- _TASK TO COMPLETE_:
Please print every record below exactly as it appears.

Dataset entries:
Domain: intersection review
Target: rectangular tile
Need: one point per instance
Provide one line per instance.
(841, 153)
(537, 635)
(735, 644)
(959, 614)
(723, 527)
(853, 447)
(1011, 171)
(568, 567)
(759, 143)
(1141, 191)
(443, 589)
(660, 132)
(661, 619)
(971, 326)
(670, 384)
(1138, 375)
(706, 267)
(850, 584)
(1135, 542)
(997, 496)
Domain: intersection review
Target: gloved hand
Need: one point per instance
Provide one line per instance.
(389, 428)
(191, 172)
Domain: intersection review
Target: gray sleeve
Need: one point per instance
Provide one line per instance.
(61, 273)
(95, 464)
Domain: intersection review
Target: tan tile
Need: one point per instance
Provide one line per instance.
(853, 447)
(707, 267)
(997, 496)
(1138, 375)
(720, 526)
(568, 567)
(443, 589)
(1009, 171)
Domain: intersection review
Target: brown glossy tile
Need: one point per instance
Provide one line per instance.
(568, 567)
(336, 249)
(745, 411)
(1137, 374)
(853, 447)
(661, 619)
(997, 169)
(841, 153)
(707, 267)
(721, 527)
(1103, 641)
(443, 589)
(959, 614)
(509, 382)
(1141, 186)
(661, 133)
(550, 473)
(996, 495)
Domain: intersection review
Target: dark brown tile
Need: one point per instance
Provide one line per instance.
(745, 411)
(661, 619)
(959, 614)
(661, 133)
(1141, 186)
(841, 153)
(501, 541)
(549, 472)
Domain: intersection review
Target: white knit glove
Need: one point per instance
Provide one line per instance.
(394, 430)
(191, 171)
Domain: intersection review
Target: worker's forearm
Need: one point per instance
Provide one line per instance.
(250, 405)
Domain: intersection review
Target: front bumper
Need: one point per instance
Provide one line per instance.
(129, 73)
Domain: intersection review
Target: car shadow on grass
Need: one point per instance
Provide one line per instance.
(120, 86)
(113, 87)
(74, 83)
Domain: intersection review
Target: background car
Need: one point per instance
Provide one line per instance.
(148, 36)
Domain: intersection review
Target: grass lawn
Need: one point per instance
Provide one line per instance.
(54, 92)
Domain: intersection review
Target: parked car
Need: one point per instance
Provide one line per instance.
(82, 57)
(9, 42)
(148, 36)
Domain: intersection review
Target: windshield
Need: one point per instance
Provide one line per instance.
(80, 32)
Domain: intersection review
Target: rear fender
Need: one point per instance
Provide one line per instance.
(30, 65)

- _ANSWER TO THE PROBLEM_:
Domain: intersection review
Target: rectangular tile
Need: one point per instance
Provide one line per instance.
(841, 153)
(537, 635)
(735, 644)
(959, 614)
(723, 527)
(853, 447)
(1011, 171)
(568, 567)
(759, 143)
(1141, 191)
(443, 589)
(660, 132)
(661, 619)
(971, 326)
(670, 384)
(1138, 375)
(706, 267)
(850, 584)
(1135, 542)
(997, 496)
Domain: intersection review
Target: gloved hand
Need: one point per instance
Provide one line per instance.
(389, 428)
(191, 172)
Domain: intersection review
Target: gray sleeve
Need: one point per instance
Provide one line per instance.
(61, 273)
(95, 464)
Domain: intersection review
Target: tan tile
Need: one point per instance
Provide one line per instance.
(853, 447)
(707, 267)
(997, 496)
(1138, 375)
(720, 526)
(568, 567)
(443, 589)
(1009, 171)
Domain: intersection review
Target: brown glossy tile
Need: one point per instance
Provide one line per instance.
(568, 567)
(336, 249)
(745, 411)
(1137, 374)
(853, 447)
(661, 619)
(997, 169)
(841, 153)
(707, 267)
(721, 527)
(1103, 641)
(443, 589)
(959, 614)
(509, 382)
(1141, 186)
(661, 133)
(550, 473)
(996, 495)
Domain: intersection review
Target: dark brown tile
Need: one point per instance
Provide one line per instance.
(745, 411)
(661, 619)
(959, 614)
(661, 133)
(1141, 186)
(841, 153)
(501, 541)
(549, 472)
Domain: intersection review
Target: white knit glove
Need: one point per instance
Provide one line per instance.
(394, 430)
(191, 171)
Domain: intersection review
Target: worker's forearm
Need: one point per instance
Provide one line per instance.
(250, 405)
Domain: intersection review
Target: front bumper
Need: one point per instance
Provide one line per instance.
(129, 73)
Domain: intersection review
Target: car shadow on grass
Need: one point per instance
Provide one line per instance.
(120, 86)
(113, 87)
(74, 83)
Domain: intersection review
Target: background car
Need: one point per instance
Provide one line per instance.
(148, 36)
Domain: intersection review
Target: grass lawn
Need: one point per instance
Provide one line per instance.
(54, 92)
Domain: intersection review
Target: parked car
Need: one point per instance
Provide one line per instance.
(82, 57)
(9, 42)
(148, 36)
Domain: intersection review
Target: windshield
Need: one point per instance
Provide one line per instance.
(80, 32)
Domain: intersection review
Target: rear fender
Need: one point per instance
Provide one line per instance.
(30, 65)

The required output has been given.